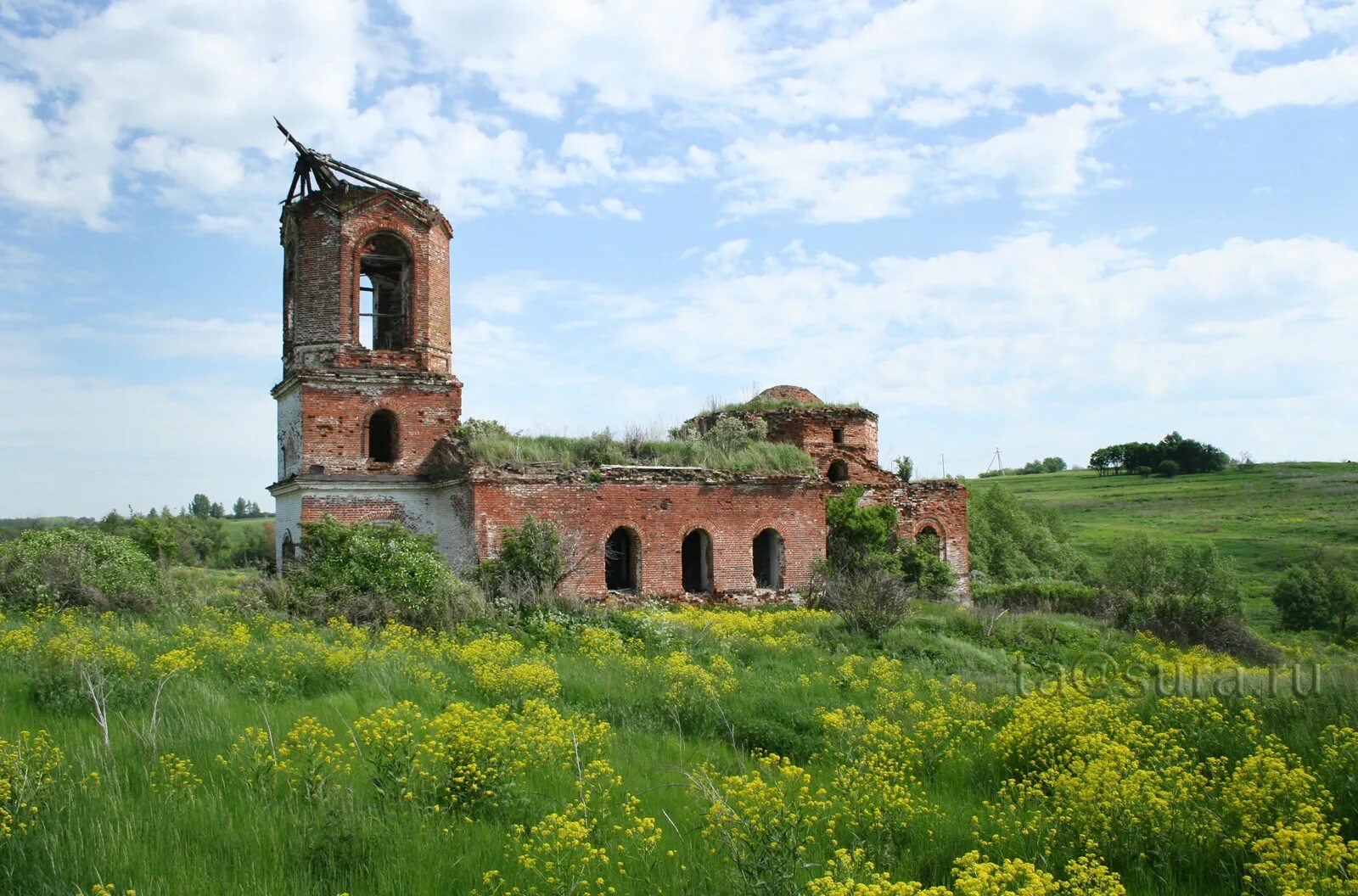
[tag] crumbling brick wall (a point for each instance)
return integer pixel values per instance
(662, 509)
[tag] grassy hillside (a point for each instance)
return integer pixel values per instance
(622, 753)
(1263, 518)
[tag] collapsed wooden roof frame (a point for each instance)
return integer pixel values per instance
(317, 171)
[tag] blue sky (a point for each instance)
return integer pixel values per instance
(1042, 227)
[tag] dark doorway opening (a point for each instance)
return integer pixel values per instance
(382, 438)
(621, 560)
(769, 560)
(697, 563)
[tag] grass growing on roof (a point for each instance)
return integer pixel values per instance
(755, 458)
(778, 404)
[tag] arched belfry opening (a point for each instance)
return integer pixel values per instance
(697, 563)
(382, 436)
(384, 292)
(767, 560)
(622, 561)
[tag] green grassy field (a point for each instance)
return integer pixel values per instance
(1263, 518)
(337, 791)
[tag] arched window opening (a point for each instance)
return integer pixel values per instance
(382, 438)
(384, 292)
(769, 553)
(929, 536)
(697, 563)
(622, 561)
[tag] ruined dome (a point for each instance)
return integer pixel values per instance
(788, 394)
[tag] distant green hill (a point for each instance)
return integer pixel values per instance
(1263, 516)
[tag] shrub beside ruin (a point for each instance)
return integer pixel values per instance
(78, 568)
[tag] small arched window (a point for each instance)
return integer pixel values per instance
(382, 438)
(767, 557)
(929, 536)
(696, 556)
(384, 292)
(622, 560)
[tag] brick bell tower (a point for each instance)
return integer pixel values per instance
(367, 361)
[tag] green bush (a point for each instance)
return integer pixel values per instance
(1142, 567)
(1314, 595)
(929, 574)
(78, 568)
(860, 536)
(1012, 540)
(869, 596)
(529, 569)
(1050, 595)
(375, 572)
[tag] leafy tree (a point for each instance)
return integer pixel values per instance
(373, 572)
(200, 507)
(1012, 540)
(928, 574)
(1316, 595)
(1142, 567)
(76, 568)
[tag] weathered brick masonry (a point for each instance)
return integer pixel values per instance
(368, 402)
(662, 508)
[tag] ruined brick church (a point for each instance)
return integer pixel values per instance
(368, 406)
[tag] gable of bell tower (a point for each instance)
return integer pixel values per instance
(367, 359)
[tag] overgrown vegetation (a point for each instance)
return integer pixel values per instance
(699, 751)
(1319, 594)
(76, 568)
(1185, 594)
(758, 405)
(529, 569)
(1046, 465)
(868, 576)
(371, 574)
(731, 447)
(203, 534)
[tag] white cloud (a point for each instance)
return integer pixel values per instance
(97, 445)
(1031, 322)
(850, 180)
(622, 53)
(1326, 81)
(1046, 158)
(823, 181)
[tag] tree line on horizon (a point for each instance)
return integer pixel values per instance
(1171, 456)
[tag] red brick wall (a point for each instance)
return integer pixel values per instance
(350, 508)
(937, 502)
(336, 414)
(662, 513)
(328, 232)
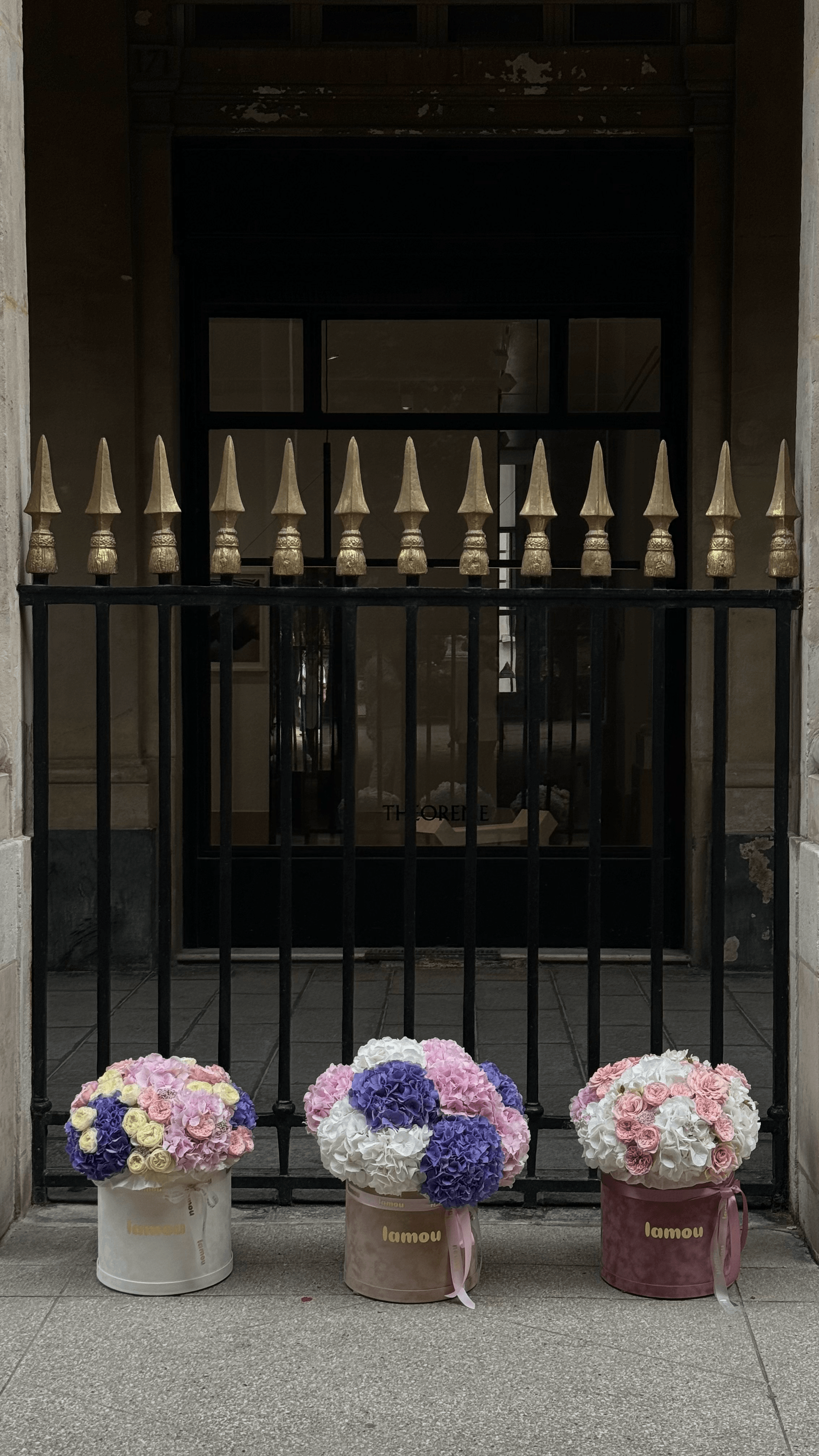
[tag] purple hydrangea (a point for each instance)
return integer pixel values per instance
(113, 1145)
(395, 1094)
(244, 1112)
(464, 1163)
(509, 1094)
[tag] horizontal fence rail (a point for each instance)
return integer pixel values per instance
(537, 604)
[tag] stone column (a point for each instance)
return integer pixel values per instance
(15, 897)
(805, 809)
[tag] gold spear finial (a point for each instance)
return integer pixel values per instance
(723, 510)
(226, 558)
(103, 553)
(474, 509)
(597, 512)
(412, 507)
(538, 509)
(661, 512)
(783, 558)
(41, 560)
(352, 507)
(164, 558)
(288, 560)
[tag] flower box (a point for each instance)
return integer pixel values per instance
(159, 1136)
(668, 1135)
(420, 1135)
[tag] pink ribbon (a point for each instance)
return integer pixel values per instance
(728, 1221)
(461, 1244)
(461, 1241)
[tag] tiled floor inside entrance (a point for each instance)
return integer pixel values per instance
(380, 999)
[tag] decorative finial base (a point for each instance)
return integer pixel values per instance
(597, 560)
(783, 560)
(659, 554)
(474, 558)
(412, 555)
(164, 558)
(103, 555)
(288, 558)
(41, 560)
(537, 558)
(722, 555)
(226, 558)
(352, 561)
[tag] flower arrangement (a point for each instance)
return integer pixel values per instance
(155, 1116)
(419, 1116)
(666, 1122)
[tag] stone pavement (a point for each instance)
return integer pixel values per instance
(283, 1359)
(380, 1001)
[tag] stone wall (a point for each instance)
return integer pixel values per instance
(15, 944)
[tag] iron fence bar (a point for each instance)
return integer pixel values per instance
(103, 612)
(285, 1106)
(779, 1110)
(225, 825)
(40, 1103)
(317, 594)
(349, 756)
(534, 1107)
(471, 836)
(410, 800)
(658, 816)
(719, 753)
(165, 867)
(598, 665)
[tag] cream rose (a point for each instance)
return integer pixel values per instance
(83, 1119)
(151, 1135)
(134, 1119)
(161, 1161)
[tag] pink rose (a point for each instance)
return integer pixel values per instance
(723, 1128)
(723, 1160)
(648, 1139)
(707, 1107)
(638, 1163)
(627, 1129)
(200, 1128)
(326, 1092)
(709, 1082)
(728, 1072)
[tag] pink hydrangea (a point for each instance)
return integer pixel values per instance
(326, 1092)
(193, 1114)
(461, 1084)
(83, 1095)
(515, 1141)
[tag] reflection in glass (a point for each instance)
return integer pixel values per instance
(436, 366)
(256, 365)
(614, 365)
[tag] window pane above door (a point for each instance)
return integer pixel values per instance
(436, 366)
(614, 366)
(256, 365)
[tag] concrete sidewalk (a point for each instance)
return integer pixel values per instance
(283, 1359)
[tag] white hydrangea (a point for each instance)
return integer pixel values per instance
(388, 1049)
(387, 1160)
(687, 1141)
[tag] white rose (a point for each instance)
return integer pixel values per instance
(388, 1049)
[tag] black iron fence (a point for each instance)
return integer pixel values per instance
(534, 602)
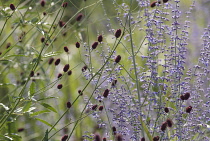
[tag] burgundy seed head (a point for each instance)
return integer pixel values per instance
(77, 44)
(186, 96)
(51, 61)
(42, 3)
(66, 49)
(118, 33)
(59, 86)
(188, 109)
(42, 39)
(59, 75)
(94, 45)
(64, 4)
(156, 138)
(100, 38)
(106, 93)
(12, 7)
(163, 126)
(114, 82)
(79, 17)
(66, 68)
(69, 72)
(182, 97)
(117, 59)
(21, 129)
(8, 45)
(64, 138)
(142, 139)
(97, 137)
(57, 62)
(94, 107)
(32, 74)
(119, 137)
(169, 122)
(84, 68)
(68, 104)
(166, 109)
(80, 92)
(101, 108)
(164, 1)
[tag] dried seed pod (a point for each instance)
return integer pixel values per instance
(94, 45)
(117, 59)
(77, 44)
(97, 137)
(79, 17)
(163, 126)
(101, 108)
(84, 68)
(12, 7)
(169, 122)
(69, 72)
(42, 3)
(66, 68)
(186, 96)
(57, 62)
(64, 138)
(118, 33)
(59, 75)
(42, 39)
(64, 4)
(66, 49)
(188, 109)
(51, 61)
(94, 107)
(68, 104)
(166, 109)
(59, 86)
(100, 38)
(106, 93)
(119, 137)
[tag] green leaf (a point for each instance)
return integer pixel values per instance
(39, 112)
(45, 122)
(32, 89)
(49, 107)
(145, 129)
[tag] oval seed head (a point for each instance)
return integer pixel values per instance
(118, 33)
(42, 3)
(59, 86)
(51, 61)
(166, 109)
(66, 68)
(100, 38)
(186, 96)
(163, 126)
(79, 17)
(12, 7)
(97, 137)
(64, 4)
(169, 122)
(142, 139)
(188, 109)
(68, 104)
(117, 59)
(77, 44)
(64, 138)
(94, 45)
(66, 49)
(57, 62)
(101, 108)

---*---

■ DIRECTIONS FOR THIS TASK:
Looking at the records above, extract only the lines from the one with "[tag] reflection in" through the last line, exactly, with the pictures left out.

■ ANSWER FOR THIS EXERCISE:
[tag] reflection in glass (a point for each instance)
return integer pixel values per instance
(436, 366)
(256, 365)
(614, 365)
[tag] window pane above door (a point for each instance)
return integer pixel values per instance
(436, 366)
(614, 366)
(256, 365)
[tag] concrete sidewalk (a point for each instance)
return integer pixel values per instance
(283, 1359)
[tag] white hydrangea (a point for each instance)
return integer pixel values per instance
(388, 1049)
(387, 1160)
(687, 1141)
[tag] white rose (a point for each instance)
return integer pixel values per instance
(388, 1049)
[tag] black iron fence (a point for each instance)
return integer pixel values per instance
(534, 602)
[tag] burgundy seed head (a point for each instance)
return integer pixel values per instance
(77, 44)
(186, 96)
(51, 61)
(42, 3)
(66, 49)
(118, 33)
(59, 86)
(188, 109)
(42, 39)
(59, 75)
(94, 45)
(64, 4)
(156, 138)
(100, 38)
(106, 93)
(12, 7)
(163, 126)
(114, 82)
(79, 17)
(66, 68)
(69, 72)
(182, 97)
(117, 59)
(21, 129)
(8, 45)
(64, 138)
(142, 139)
(97, 137)
(57, 62)
(94, 107)
(32, 74)
(119, 137)
(169, 122)
(84, 68)
(68, 104)
(166, 109)
(80, 92)
(101, 108)
(164, 1)
[tag] dried seed pod (a point for each instance)
return integer pixel values per instance
(94, 45)
(117, 59)
(77, 44)
(97, 137)
(79, 17)
(163, 126)
(101, 108)
(84, 68)
(12, 7)
(169, 122)
(69, 72)
(42, 3)
(66, 68)
(186, 96)
(57, 62)
(64, 138)
(118, 33)
(59, 75)
(42, 39)
(64, 4)
(66, 49)
(188, 109)
(51, 61)
(94, 107)
(68, 104)
(166, 109)
(59, 86)
(100, 38)
(106, 93)
(119, 137)
[tag] green leaf (a point for each instance)
return integer pixel values per instance
(39, 112)
(45, 122)
(32, 89)
(49, 107)
(145, 129)
[tag] oval seed head (a point for each instance)
return integer pixel values per instance
(118, 33)
(42, 3)
(59, 86)
(51, 61)
(166, 109)
(66, 68)
(100, 38)
(186, 96)
(163, 126)
(79, 17)
(12, 7)
(97, 137)
(64, 4)
(169, 122)
(142, 139)
(188, 109)
(68, 104)
(117, 59)
(77, 44)
(64, 138)
(94, 45)
(66, 49)
(57, 62)
(101, 108)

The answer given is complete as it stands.